- **Task description**
List each line of the data that holds the string "like", please.

Extracted data entries
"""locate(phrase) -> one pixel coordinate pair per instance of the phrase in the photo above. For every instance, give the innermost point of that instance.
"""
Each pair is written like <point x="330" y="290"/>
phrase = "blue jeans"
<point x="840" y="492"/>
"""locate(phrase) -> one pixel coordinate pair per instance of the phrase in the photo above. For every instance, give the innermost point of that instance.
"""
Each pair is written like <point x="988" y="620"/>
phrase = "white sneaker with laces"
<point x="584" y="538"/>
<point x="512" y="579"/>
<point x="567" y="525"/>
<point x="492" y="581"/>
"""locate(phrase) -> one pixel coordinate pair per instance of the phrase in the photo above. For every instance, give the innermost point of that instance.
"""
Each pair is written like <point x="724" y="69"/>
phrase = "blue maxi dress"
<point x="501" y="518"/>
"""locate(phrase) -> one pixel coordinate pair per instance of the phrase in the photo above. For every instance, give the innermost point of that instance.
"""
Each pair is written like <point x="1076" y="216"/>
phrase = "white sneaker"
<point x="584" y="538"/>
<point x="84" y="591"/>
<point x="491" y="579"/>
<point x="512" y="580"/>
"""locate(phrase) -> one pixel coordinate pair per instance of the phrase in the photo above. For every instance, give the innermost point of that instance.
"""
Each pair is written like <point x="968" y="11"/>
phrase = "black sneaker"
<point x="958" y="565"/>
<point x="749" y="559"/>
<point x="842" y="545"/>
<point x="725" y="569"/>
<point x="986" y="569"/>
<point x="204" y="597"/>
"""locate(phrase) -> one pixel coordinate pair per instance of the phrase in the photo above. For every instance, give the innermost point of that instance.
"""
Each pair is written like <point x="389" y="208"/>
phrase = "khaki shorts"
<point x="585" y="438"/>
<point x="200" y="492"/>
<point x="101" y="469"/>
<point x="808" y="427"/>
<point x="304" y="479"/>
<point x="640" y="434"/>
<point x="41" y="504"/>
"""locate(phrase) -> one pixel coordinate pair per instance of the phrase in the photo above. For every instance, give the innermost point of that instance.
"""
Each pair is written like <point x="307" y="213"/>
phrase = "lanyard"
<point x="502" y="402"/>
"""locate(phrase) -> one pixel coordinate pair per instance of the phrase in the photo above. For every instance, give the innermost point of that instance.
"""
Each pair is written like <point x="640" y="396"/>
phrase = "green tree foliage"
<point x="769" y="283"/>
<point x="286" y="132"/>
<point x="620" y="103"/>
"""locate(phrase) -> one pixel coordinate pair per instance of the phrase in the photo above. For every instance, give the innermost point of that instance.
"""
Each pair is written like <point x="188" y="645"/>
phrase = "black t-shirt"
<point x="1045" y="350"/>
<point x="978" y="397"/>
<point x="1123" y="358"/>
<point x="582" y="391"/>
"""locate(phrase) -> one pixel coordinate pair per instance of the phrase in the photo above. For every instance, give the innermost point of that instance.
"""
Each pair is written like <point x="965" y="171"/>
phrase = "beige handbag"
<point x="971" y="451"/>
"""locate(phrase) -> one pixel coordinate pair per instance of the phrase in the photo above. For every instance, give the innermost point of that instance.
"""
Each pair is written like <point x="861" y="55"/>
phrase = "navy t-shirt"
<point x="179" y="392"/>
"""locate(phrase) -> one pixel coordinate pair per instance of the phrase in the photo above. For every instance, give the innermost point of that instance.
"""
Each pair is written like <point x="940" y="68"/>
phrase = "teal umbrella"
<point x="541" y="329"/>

- **Exercise response**
Each pair is written like <point x="330" y="290"/>
Each pair is written like <point x="988" y="620"/>
Each pair is written like <point x="724" y="69"/>
Each pair is written like <point x="1076" y="216"/>
Each pair is written like <point x="968" y="11"/>
Each pair is written like <point x="389" y="208"/>
Each pair is written like <point x="307" y="213"/>
Each pair is written like <point x="640" y="396"/>
Each pair is written like <point x="188" y="645"/>
Each pair is written like <point x="965" y="171"/>
Each pair is written like <point x="861" y="55"/>
Each pair is written like <point x="940" y="68"/>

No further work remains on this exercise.